Goal » Scale the material starting at the line that contains "Mark a point on each instance of the end" and ending at the line that contains "Mark a point on each instance of the shadow", both lines included, reproducing every line in that span with the requests left unchanged. Multiply each coordinate in the answers by 0.55 and round it to a whole number, with halves rounded up.

Stored records »
-.-.-
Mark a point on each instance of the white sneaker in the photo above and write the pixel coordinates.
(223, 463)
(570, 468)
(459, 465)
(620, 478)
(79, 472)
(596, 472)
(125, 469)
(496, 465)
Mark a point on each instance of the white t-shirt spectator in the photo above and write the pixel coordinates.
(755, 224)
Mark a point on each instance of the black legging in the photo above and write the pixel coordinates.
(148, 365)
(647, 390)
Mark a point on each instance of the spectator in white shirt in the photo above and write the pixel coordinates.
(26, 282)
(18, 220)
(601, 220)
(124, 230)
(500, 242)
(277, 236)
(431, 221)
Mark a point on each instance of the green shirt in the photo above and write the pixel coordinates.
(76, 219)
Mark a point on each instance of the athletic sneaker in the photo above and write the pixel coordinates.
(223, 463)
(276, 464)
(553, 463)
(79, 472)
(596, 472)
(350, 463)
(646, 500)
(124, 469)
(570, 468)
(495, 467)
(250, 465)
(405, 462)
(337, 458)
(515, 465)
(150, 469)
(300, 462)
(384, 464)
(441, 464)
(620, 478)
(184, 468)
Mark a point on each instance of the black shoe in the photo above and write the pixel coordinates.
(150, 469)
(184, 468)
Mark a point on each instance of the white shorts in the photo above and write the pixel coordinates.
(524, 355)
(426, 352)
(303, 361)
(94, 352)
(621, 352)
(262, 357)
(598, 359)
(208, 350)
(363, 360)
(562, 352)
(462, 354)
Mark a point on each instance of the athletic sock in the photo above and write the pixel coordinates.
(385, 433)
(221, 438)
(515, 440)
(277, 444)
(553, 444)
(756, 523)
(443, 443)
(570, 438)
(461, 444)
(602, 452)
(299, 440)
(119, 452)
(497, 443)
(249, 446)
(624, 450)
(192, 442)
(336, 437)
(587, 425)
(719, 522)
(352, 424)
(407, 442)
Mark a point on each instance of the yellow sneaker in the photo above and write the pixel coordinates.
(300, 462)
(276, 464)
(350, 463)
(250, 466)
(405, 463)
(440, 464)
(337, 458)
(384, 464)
-.-.-
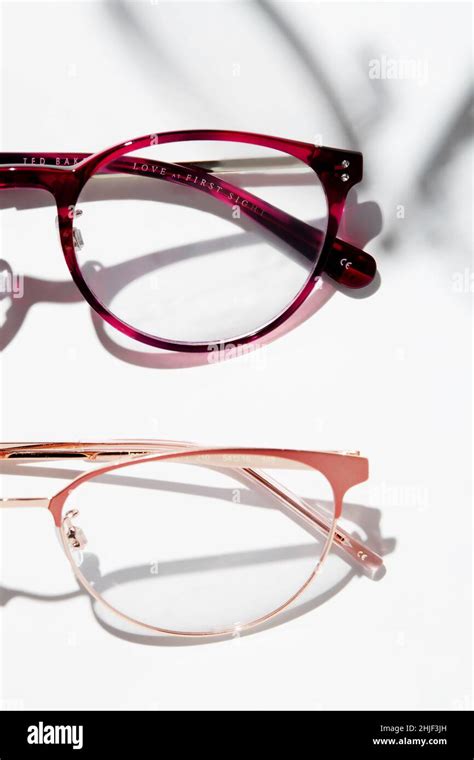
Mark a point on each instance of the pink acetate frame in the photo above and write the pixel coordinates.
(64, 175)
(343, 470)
-.-.-
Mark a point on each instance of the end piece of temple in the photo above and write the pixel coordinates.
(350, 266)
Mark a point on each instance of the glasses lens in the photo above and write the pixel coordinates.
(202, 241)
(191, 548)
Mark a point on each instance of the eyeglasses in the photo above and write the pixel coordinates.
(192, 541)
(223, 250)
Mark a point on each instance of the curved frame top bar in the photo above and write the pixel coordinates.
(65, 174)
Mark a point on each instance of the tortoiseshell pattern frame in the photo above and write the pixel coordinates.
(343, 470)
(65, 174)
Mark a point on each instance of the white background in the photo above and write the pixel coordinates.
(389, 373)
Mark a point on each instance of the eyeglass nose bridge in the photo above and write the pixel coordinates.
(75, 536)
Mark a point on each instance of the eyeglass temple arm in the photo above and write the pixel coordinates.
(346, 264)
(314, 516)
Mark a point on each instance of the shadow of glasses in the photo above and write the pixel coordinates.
-.-.-
Solution for this problem »
Mark a point on each instance of the end piece of temple in the photo above and write the pixel coordinates.
(193, 146)
Mark a point on each instance of the glasses lens in the photo above and write the pixel coordinates.
(111, 133)
(105, 301)
Mark a point on each instance of the eyeglasses in the photo above and write the pixel coordinates.
(106, 298)
(123, 138)
Mark a point on each instance of the curved frame top bar in the photo above and write the pixel coordinates.
(36, 96)
Mark a point on each instance of the tortoiseshell pattern frame in the photo above and write the pixel coordinates.
(189, 259)
(36, 96)
Mark a point on each instance of the white background in the photo above and write the pixel coordinates.
(214, 205)
Mark a point on each instance of the eyeglass nose bridge in the photo above and write the pixel coordinates.
(41, 295)
Mark a point on each instance of the eyeglass temple arm in the photo above and write the pixel coordinates.
(190, 145)
(173, 284)
Mark a point on each instance of the shadow of glasses in the photo above and write the pixel coordinates.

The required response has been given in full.